(Items from a data source)
/---

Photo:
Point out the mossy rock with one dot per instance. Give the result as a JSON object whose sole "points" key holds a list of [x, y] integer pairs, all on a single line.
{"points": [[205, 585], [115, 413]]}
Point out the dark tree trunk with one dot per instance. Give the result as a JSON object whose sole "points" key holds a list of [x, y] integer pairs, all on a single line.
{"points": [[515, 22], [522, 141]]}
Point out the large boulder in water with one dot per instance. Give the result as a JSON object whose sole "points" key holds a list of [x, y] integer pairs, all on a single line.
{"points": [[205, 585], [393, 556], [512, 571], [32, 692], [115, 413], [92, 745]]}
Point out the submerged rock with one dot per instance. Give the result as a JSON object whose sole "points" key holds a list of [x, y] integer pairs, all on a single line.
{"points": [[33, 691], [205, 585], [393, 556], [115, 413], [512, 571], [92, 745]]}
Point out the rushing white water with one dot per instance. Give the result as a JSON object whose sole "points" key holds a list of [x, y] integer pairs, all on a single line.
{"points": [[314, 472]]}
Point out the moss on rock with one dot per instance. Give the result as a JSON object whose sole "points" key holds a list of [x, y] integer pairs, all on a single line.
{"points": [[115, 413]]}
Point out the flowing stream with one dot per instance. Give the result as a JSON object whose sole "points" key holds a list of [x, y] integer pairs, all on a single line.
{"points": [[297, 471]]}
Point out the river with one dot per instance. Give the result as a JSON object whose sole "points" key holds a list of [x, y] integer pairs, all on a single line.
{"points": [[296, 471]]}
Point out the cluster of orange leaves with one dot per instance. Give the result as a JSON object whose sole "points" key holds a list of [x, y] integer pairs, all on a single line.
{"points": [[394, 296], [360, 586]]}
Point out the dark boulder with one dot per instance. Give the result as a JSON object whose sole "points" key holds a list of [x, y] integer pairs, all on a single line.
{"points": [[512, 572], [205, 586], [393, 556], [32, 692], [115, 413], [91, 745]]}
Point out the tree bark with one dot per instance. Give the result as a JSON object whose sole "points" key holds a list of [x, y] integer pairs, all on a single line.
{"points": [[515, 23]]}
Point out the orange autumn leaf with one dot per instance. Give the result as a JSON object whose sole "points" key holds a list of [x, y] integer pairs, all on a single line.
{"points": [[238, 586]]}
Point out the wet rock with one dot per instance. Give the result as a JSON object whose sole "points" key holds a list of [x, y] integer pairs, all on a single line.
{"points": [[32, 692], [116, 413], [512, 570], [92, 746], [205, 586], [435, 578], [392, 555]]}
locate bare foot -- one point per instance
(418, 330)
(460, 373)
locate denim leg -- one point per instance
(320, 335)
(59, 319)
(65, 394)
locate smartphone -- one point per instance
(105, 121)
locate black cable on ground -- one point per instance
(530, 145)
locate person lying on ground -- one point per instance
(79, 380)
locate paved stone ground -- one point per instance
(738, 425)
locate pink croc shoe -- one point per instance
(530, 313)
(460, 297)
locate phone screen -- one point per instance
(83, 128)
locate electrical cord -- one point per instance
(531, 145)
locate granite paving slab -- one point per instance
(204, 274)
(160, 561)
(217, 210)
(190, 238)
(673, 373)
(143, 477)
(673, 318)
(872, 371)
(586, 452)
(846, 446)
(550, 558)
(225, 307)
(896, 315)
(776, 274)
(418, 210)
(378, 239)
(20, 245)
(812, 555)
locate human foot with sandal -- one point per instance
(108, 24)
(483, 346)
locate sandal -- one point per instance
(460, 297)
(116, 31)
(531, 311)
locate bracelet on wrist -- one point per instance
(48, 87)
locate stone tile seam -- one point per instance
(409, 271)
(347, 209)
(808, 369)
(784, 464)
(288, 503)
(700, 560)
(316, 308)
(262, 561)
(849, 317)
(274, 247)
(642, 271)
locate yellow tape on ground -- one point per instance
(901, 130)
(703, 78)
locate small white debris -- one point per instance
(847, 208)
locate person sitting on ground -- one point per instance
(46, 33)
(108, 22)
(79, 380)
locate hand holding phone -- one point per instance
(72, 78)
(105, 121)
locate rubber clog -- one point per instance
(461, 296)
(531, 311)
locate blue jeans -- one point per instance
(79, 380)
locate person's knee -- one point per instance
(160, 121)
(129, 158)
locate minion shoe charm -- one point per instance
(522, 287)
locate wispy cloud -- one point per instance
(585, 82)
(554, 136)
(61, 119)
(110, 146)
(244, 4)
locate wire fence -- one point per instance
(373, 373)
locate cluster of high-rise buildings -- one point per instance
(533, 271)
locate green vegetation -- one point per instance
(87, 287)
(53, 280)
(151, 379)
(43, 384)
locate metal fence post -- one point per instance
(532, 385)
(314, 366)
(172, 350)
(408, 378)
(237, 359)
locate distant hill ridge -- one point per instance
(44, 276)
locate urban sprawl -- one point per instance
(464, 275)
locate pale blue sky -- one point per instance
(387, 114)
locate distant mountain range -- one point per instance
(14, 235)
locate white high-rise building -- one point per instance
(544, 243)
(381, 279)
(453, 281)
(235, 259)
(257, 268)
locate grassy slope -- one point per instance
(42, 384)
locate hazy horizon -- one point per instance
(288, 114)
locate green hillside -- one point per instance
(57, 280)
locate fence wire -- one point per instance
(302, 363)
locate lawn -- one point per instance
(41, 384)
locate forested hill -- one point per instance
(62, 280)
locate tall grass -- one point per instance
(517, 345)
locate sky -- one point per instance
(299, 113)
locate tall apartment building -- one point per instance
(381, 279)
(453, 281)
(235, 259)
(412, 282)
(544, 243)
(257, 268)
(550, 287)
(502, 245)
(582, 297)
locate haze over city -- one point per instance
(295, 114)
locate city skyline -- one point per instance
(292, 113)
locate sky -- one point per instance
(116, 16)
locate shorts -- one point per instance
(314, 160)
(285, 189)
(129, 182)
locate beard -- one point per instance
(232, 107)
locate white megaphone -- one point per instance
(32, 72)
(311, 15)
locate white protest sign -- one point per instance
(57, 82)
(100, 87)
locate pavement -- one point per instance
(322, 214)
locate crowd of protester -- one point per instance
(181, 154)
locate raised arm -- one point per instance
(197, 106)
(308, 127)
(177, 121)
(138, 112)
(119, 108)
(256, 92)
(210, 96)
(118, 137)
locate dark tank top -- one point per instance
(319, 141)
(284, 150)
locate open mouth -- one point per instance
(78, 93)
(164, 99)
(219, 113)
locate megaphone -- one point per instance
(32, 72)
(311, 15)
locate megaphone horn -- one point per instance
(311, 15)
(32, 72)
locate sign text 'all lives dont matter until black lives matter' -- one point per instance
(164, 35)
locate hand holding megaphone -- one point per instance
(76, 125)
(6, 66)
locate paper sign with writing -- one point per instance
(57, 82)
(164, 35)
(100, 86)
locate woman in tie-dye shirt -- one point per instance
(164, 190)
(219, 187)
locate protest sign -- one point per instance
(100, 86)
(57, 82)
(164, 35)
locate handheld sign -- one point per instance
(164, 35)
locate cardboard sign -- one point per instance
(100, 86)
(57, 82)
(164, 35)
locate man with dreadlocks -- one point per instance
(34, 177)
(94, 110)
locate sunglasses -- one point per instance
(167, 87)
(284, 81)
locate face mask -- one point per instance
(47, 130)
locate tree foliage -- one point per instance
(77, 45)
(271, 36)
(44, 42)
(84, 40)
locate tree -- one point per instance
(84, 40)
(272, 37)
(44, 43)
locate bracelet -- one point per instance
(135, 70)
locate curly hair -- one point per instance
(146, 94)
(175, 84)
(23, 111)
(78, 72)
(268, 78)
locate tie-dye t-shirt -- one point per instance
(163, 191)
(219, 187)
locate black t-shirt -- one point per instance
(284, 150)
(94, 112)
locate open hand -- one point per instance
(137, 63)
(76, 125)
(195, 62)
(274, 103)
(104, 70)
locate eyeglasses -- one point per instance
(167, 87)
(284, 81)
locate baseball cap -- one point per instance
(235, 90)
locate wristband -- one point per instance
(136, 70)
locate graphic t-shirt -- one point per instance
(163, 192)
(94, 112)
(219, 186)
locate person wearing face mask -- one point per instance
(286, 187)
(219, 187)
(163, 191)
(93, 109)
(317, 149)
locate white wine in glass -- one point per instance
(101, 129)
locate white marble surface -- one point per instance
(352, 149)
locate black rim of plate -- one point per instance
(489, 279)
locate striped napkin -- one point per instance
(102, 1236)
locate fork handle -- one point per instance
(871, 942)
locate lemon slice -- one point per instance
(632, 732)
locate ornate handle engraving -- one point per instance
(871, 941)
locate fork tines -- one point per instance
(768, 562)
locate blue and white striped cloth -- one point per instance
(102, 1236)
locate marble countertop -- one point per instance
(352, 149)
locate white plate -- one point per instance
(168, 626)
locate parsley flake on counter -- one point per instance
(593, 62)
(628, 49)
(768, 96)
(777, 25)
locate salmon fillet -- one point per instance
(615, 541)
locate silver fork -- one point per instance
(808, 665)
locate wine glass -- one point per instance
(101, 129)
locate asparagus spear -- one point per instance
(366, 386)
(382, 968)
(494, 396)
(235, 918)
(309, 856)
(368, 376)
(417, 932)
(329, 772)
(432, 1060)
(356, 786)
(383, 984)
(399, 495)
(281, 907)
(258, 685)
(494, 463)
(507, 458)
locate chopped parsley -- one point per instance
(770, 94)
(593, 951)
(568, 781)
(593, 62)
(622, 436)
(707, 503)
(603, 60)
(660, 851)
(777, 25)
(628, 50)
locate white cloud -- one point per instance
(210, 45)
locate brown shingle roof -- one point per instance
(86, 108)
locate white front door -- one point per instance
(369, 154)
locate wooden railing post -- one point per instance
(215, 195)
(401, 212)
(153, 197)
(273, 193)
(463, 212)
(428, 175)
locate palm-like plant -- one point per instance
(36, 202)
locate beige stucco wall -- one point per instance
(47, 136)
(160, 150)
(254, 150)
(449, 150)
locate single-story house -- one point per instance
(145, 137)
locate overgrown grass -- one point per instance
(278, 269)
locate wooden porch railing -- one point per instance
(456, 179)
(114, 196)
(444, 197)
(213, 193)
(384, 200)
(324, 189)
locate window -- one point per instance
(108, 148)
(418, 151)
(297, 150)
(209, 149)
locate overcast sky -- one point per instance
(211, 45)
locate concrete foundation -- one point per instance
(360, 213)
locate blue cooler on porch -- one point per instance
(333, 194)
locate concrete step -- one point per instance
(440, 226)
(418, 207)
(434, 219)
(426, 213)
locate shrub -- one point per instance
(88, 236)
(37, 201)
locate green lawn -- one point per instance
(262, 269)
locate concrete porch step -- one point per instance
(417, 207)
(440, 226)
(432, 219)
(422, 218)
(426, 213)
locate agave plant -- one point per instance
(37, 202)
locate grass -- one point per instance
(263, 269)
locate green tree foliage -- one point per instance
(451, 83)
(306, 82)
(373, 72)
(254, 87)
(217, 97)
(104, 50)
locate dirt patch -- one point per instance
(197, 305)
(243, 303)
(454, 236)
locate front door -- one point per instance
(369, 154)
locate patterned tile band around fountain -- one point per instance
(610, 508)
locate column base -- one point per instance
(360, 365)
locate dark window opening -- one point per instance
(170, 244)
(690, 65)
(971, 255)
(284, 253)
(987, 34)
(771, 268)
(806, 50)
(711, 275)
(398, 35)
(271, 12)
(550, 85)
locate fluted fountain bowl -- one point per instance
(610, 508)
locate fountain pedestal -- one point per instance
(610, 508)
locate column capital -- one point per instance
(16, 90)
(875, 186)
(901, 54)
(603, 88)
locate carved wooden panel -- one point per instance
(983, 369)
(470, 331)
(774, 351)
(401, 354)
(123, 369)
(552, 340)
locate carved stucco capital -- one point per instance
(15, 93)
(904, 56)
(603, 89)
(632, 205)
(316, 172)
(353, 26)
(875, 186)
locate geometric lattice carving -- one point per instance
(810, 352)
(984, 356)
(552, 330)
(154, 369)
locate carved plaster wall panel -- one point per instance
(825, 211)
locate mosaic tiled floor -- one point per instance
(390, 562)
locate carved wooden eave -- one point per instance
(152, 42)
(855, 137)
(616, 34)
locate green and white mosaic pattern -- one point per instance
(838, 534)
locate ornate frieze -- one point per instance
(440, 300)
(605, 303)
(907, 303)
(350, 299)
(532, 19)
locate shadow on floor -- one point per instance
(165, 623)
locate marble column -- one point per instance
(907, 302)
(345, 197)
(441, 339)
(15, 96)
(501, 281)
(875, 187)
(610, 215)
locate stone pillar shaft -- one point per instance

\---

Please return exactly the lines that run from the line with "locate carved plaster" through the end of the records above, both included, and nothing more.

> _Output for this task_
locate carved plaster wall panel -- one point per instance
(825, 211)
locate mosaic tiled floor -- one point per instance
(390, 562)
locate carved wooden eave -- one point per instance
(152, 42)
(855, 137)
(616, 34)
locate green and white mosaic pattern -- one point per instance
(838, 534)
locate ornate frieze -- one point per instance
(440, 300)
(605, 303)
(907, 303)
(350, 299)
(532, 19)
locate shadow on floor -- one point per instance
(165, 623)
locate marble column -- one point per instance
(907, 302)
(345, 197)
(441, 339)
(15, 96)
(501, 281)
(875, 187)
(610, 215)
locate stone pillar shaft -- one point per instance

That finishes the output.